### [Text]
= = = = = = =

For September 11th: Readings and Resources Part I

August 21, 2011 - 2:42 pm 97 Comments

Selected Readings:

How Listening Is the First Step Towards Peace

“[Without understanding, compassion is impossible. When you understand the suffering of others, you do not need to force yourself to feel compassion, the door to your heart will naturally open.... We need to look after the victims here within our country and also have compassion for the hijackers and their families because they are victims of ignorance and hatred. We need a wake up call now in order not to allow hatred to overwhelm our hearts.

The deep reason for our current situation is our patterns of consumption. USA citizens consume 60% of the world’s energy resources yet they account for only 6% of the world’s population. Another reason: Children in America have witnessed 100,000 acts of violence on television before they finish elementary school. Another reason for our current situation is our foregin policy and the lack of deep listening - we do not listen deeply to the causes of suffering and the real needs of people in other nations.

... When we have taken the time to listen deeply, we then can begin to develop the energy of brother and sisterhood among all the nations. To develop a drop of compassion in our own hearts is the only effective spiritual response to hatred and violence. That drop of compassion will result in calming our anger, in having the courage to look at the roots of our violence, and how we perpetuate it, and will allow us to understand the sufferings of everyone involved in any act of hatred and violence.]”

From an Interview with Thich Nhat Hanh

 

“[Speak your truth. Listen to others as they speak theirs, too.

= = = = = = =

(Point placement records)

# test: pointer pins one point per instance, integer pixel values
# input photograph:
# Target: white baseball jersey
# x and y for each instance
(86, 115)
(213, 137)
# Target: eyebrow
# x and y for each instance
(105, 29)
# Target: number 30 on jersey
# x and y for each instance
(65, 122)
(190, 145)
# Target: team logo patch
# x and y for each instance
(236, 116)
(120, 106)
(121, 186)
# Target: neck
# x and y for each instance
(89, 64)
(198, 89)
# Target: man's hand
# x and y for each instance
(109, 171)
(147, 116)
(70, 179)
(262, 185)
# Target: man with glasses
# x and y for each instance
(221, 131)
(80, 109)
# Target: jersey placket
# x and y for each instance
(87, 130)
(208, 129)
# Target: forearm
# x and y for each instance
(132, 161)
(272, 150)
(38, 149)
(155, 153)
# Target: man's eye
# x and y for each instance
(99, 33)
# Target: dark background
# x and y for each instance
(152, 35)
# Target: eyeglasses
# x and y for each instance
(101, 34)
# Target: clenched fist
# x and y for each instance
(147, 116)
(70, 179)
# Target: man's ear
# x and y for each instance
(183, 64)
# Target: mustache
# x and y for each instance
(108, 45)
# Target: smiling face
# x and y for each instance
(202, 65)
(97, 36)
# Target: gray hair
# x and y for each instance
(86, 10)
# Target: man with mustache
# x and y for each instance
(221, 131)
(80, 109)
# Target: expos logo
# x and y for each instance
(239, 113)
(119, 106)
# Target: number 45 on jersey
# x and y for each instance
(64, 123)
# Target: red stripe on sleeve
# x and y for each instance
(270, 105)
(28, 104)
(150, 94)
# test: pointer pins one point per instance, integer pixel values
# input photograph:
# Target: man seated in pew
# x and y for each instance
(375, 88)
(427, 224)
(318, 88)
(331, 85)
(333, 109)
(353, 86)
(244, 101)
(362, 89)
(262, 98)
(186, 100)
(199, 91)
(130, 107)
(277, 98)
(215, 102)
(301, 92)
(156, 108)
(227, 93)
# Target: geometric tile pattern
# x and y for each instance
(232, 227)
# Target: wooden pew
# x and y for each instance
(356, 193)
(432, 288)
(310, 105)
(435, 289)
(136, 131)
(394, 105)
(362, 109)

= = = = = = =

### [To be done]
**A.** Answer these questions using the September 11th readings text:
(i) On what date was the piece posted?
(ii) According to the text, what percentage of the world's energy resources do USA citizens consume?
(iii) What does the text call the only effective spiritual response to hatred and violence?
**B.** Continue the September 11th readings text, starting after its final sentence, "Listen to others as they speak theirs, too."
The listing is separate material and has no connection to the text.

### [Final results]
**A.**
(i) August 21, 2011
(ii) 60%
(iii) Developing a drop of compassion in our own hearts

**B.**
When you let go of fear, you will learn to love others, and they will learn to love you. Do not be afraid of dying; and do not be afraid to live and to ask what living means for you. Open your heart to love, for that is why you are here....]”

Author Melody Beattie – Releasing Co-dependency

We are the generation that stands between the fires… Behind us are the fires and smoke that rose from Auschwitz and from Hiroshima… Before us the nightmare of twisted rubble and broken lives of Tuesday’s fire and smoke… It is a flame of hate that threatens to consume us and to place the rest of our lives in jeopardy…

But our task is to make from this fire, not an all consuming flame, but from its warmth, a light in which we will truly see each other fully. All of us are different, all of us bearing sparks of a single holy flame. For this moment onward, we shall light our fires to see each others more clearly, see the rainbow of colors and faces that show us that we are one. Blessed is the One within the many. And Blessed is the Many who, by their light, their faith, their hope, and their love, will make us one.

Arthur Waskow- adapted

 

In spite of everything, I still believe that people are really good at heart. I simply can’t build up my hopes on a foundation of confusion, misery and death. I see the world gradually turning into a wilderness… Which will destroy us…

I can feel the suffering of millions and yet, if I look up into the heavens, I believe that all will come out right, and this cruelty will end., and peace and tranquility will return again. In the meantime, I will uphold my ideals, for perhaps the time will come when I will be able to carry them out.

From the Diary of Anne Frank

 

May our eyes remain open in the face of tragedy. May we not become disheartened, but let the experience of loss dissolve our apathy and denial in the cup of our broken hearts. May we offer the power of our sorrow to the service of something greater than ourselves,. May our suffering serve to purify us and not paralyze us.

May we endure and may our sorrow bond us and not separate us; may we realize that our sorrow makes us great in compassion and immune to the flames of hate.

May we not be afraid to see or to speak out truth, and be blessed with the remembrance of who we really are, and what humanity is capable of and can be.

The Terma Collective adapted

 

Pastoral Prayer: For whom The Bell Tolls ( from John Donne’s famous poem…)

“No man is an island, entire of itself; every man is a piece of the continent, a part of the main;… Any man’s death diminishes me, because I am involved in mankind. Perchance he for whom the bell tolls… Knows not that it tolls for him; and perchance I might think myself better than I am, as are they who are about me… And therefore, never send to know for whom the bell tolls, it tolls for thee.”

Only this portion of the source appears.